# Attività richiesta
Riproduci senza alcuna modifica tutte le righe delle voci seguenti, omettendo le immagini.

# Contenuto del dataset
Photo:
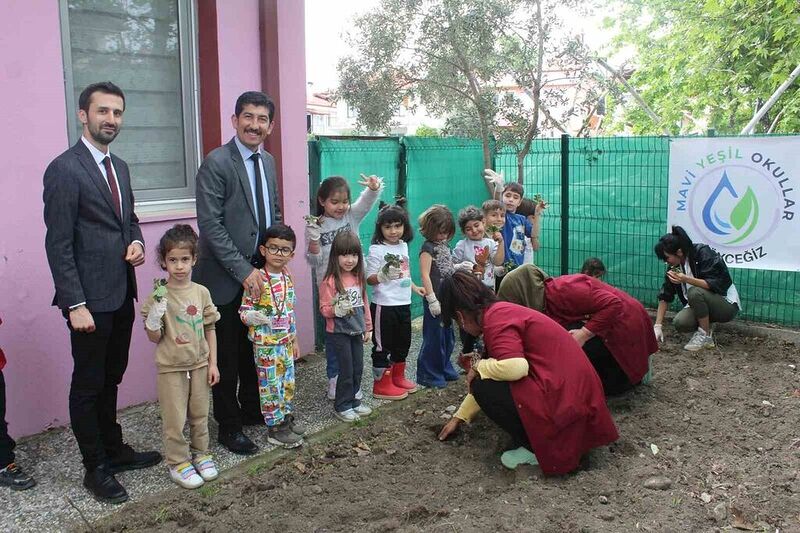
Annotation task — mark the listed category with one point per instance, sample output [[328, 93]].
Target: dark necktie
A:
[[112, 184], [262, 214]]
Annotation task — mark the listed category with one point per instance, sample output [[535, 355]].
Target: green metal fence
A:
[[613, 191]]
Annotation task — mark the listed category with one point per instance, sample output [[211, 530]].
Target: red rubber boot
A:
[[386, 390], [399, 378]]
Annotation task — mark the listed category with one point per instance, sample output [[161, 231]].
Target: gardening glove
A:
[[255, 318], [659, 332], [342, 307], [433, 305], [154, 316], [391, 273], [464, 266], [496, 180], [313, 232]]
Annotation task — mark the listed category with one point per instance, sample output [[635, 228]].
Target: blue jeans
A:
[[331, 360], [350, 351], [434, 368]]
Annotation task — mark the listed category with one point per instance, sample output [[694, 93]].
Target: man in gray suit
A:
[[237, 199], [93, 243]]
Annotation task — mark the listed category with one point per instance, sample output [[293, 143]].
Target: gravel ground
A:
[[59, 502]]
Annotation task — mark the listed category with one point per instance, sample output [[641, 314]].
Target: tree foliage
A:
[[711, 64], [454, 56]]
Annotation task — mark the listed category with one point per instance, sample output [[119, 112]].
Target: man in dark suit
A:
[[93, 242], [237, 199]]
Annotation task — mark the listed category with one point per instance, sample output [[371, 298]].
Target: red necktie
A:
[[112, 184]]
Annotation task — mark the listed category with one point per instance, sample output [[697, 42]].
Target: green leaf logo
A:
[[745, 212]]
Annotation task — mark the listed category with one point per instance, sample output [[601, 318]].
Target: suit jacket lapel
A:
[[244, 180], [124, 181], [86, 159]]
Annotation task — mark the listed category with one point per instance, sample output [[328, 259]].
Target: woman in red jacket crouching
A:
[[611, 326], [534, 382]]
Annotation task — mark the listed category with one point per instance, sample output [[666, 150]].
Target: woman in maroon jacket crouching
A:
[[611, 326], [534, 381]]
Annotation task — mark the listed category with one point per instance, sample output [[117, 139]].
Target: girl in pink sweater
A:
[[343, 303]]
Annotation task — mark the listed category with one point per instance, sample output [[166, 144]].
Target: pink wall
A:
[[33, 335], [239, 56], [292, 115]]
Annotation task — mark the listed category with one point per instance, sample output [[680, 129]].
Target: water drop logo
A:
[[740, 221]]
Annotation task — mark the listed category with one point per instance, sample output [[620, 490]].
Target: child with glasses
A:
[[271, 329]]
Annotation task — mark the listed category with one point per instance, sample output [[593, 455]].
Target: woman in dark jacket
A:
[[700, 278]]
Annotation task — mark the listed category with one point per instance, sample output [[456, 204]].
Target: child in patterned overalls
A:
[[271, 323]]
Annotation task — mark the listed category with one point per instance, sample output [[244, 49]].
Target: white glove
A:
[[433, 305], [313, 232], [255, 318], [342, 307], [659, 332], [154, 316], [464, 266], [390, 274], [495, 179]]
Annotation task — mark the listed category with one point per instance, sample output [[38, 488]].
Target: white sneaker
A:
[[332, 388], [204, 465], [362, 410], [186, 476], [347, 416], [699, 341]]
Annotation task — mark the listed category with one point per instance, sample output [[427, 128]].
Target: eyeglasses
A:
[[274, 250]]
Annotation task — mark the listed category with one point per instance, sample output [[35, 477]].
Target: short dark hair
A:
[[672, 242], [392, 214], [492, 205], [513, 186], [465, 293], [256, 98], [469, 214], [280, 231], [594, 267], [178, 236], [327, 188], [103, 87], [436, 219]]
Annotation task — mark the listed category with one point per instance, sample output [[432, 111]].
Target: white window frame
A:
[[179, 201]]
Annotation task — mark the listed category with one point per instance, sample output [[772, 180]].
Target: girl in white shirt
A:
[[389, 273]]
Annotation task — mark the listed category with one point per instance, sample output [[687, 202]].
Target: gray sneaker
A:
[[699, 341], [283, 435]]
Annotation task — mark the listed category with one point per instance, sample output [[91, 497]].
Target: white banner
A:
[[738, 196]]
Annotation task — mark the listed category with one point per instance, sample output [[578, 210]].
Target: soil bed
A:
[[723, 426]]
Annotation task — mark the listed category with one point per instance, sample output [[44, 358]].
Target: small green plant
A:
[[257, 468], [209, 490], [162, 515]]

# Risultato dell'attività
Photo:
Annotation task — mark the listed category with one point per instance, sample output [[328, 93]].
Target: dark necktie
A:
[[112, 184], [262, 214]]
Annotation task — mark the listed category with one point per instance, sample output [[535, 355]].
Target: green metal fence
A:
[[613, 191]]
Annotation task — mark the listed category with one point per instance, sample output [[211, 530]].
Target: red rubber boot
A:
[[386, 390], [399, 378]]
Annotation task — mark the listed category with one point per instance, sample output [[161, 231]].
Target: gardening glove
A:
[[255, 318], [659, 332], [342, 307], [433, 305], [154, 316], [391, 273], [464, 266], [496, 180], [313, 232]]
Annotation task — mark the listed category with one point per instance, sample output [[635, 228]].
Target: blue jeans
A:
[[331, 360], [350, 351], [434, 368]]
Annotation task — mark the listed category with one point per instance, sample output [[694, 93]].
Target: man in gray suit
A:
[[237, 199], [93, 243]]
Annotation task — mark the listed category with one point per instance, sample output [[293, 143]].
Target: gravel ground
A:
[[59, 502]]
Annotation task — mark the listed category with one point per instance, sample output [[641, 314]].
Target: tree foliage
A:
[[711, 64], [454, 56]]
Annotation task — mark the listed category with one point per instance, sample output [[119, 112]].
Target: man in dark suit
A:
[[93, 242], [237, 199]]
Annotation task — mark the listed category with one point per instance, sample output [[371, 298]].
Target: red necktie
A:
[[112, 184]]
Annotation task — mark the listed category with one point per instance, sample output [[697, 42]].
Target: green leaf logo
A:
[[745, 212]]
Annotation task — mark the listed category with one point per instance, sample output [[601, 318]].
Target: suit jacket lapel
A:
[[244, 180], [124, 181], [86, 159]]
Annotation task — mark the listed category with one point per instance, sample output [[328, 259]].
Target: woman in red jacket crouching
A:
[[611, 326], [534, 382]]
Annotation task — mark the listed category with one point per instance, sample output [[666, 150]].
Target: woman in maroon jacket crouching
A:
[[611, 326], [534, 381]]
Annotation task — mark the listed category with one point per instance, sample output [[117, 139]].
Target: girl in pink sweater
A:
[[343, 303]]
Annotation task — mark the listed category with one point per instance, sample output [[166, 144]].
Target: pink wall
A:
[[33, 335], [239, 56], [292, 115]]
Annotation task — mark the listed category with one point per instance, sample output [[680, 129]].
Target: water drop logo
A:
[[740, 221]]
Annotation task — mark the listed category with one point per instance, sample output [[620, 490]].
Target: child with glasses
A:
[[271, 329]]
Annotation task — mark the listed category with one point per instance, sample output [[593, 455]].
Target: woman in dark jacket
A:
[[700, 278]]
Annotation task — mark the listed category with one point per instance, sample output [[456, 204]].
Target: child in patterned overalls
A:
[[271, 323]]
Annotation task — mark the listed category with one point per instance, sample output [[244, 49]].
Target: white glove
A:
[[433, 305], [313, 232], [255, 318], [342, 307], [659, 332], [154, 316], [464, 266], [390, 274], [495, 179]]
Annotation task — mark the listed category with one point per instance, sample output [[38, 488]].
Target: white sneaker
A:
[[332, 388], [204, 465], [362, 410], [186, 476], [347, 416], [699, 341]]
Annotation task — mark the listed category with one point per instance, sample output [[427, 128]].
Target: eyeglasses
A:
[[274, 250]]
Annotation task — mark the listed category with one point per instance, sample output [[35, 477]].
Target: short dark hair
A:
[[672, 242], [392, 214], [492, 205], [513, 186], [465, 293], [256, 98], [469, 214], [280, 231], [594, 267], [178, 236], [327, 188], [103, 87], [436, 219]]
Annotation task — mark the listed category with one point per instance, sample output [[432, 111]].
Target: white window frame
A:
[[179, 201]]
Annotation task — mark the listed category with one point per instance, sample output [[772, 180]].
Target: girl in white shirt
A:
[[389, 273]]
Annotation task — mark the listed category with one point per instance, sample output [[687, 202]].
Target: gray sneaker
A:
[[699, 341], [283, 435]]
Annotation task — mark the listed category with one point per instance, sample output [[91, 497]].
Target: white banner
A:
[[738, 196]]
Annotation task — mark the listed category with one point per instance, sample output [[578, 210]].
Target: soil bed
A:
[[723, 426]]
Annotation task — mark the listed category with one point per instance, sample output [[44, 358]].
Target: small green plant
A:
[[257, 468], [209, 490], [162, 515]]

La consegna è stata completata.